[Над чем работать] Перепишите целиком текст о Волошине и космическом достоинстве личности, без единого изменения в словах и знаках.

Индивидуальность человека имеет высочайшее, космическое достоинство. Каждая отдельная жизнь — это космическое событие. Если мы видим и сознаем это, мы обязаны признать, что личность — в фундаментальном смысле — существует до и независимо от любых земных порядков и устроений, что она по праву своего вселенского происхождения сложнее, богаче и действительнее общества. В текстах Волошина это сравнение развертывается в энергичное противопоставление: от космоса исходит подлинный судьбический лик человеческого индивида, от общества же — его личины, маски и паспортные имена (в частности, и само имя Максимилиана Волошина — вспомним автоэпиграмму ‘Вышел незваным, пришел я непрошеным…’). На социальной личности непременно лежит печать неподлинности, функции и роли, хотя бы и весьма приятных.

Отдадим себе отчет в том, что это утверждалось еще до первой мировой войны, то есть по эпохальному счету (не совпадающему с календарным) еще в XIX веке — в столетии социоцентристского мышления, лидеры которого — а это Гегель и Маркс, Конт и Спенсер — согласно мыслили отдельного человека как производное от провиденциально развивающегося общественного целого. Утверждая, что каждый человеческий индивид несет в себе свою собственную судьбу (да еще космически заданную), Волошин постулирует нечто совершенно необычное для этого господствующего мыслительного контекста.

[Фрагмент материала]
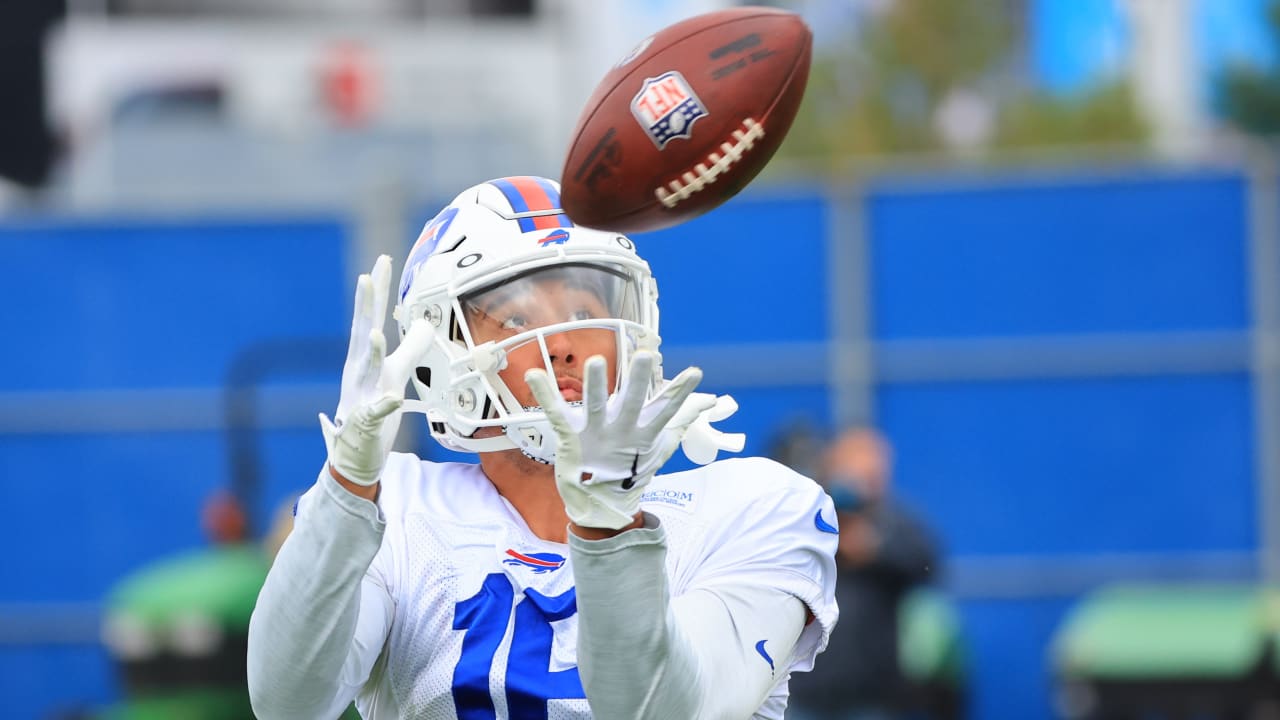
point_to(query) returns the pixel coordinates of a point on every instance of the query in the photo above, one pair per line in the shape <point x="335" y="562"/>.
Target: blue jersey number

[Выполненное задание]
Индивидуальность человека имеет высочайшее, космическое достоинство. Каждая отдельная жизнь — это космическое событие. Если мы видим и сознаем это, мы обязаны признать, что личность — в фундаментальном смысле — существует до и независимо от любых земных порядков и устроений, что она по праву своего вселенского происхождения сложнее, богаче и действительнее общества. В текстах Волошина это сравнение развертывается в энергичное противопоставление: от космоса исходит подлинный судьбический лик человеческого индивида, от общества же — его личины, маски и паспортные имена (в частности, и само имя Максимилиана Волошина — вспомним автоэпиграмму ‘Вышел незваным, пришел я непрошеным…’). На социальной личности непременно лежит печать неподлинности, функции и роли, хотя бы и весьма приятных.

Отдадим себе отчет в том, что это утверждалось еще до первой мировой войны, то есть по эпохальному счету (не совпадающему с календарным) еще в XIX веке — в столетии социоцентристского мышления, лидеры которого — а это Гегель и Маркс, Конт и Спенсер — согласно мыслили отдельного человека как производное от провиденциально развивающегося общественного целого. Утверждая, что каждый человеческий индивид несет в себе свою собственную судьбу (да еще космически заданную), Волошин постулирует нечто совершенно необычное для этого господствующего мыслительного контекста.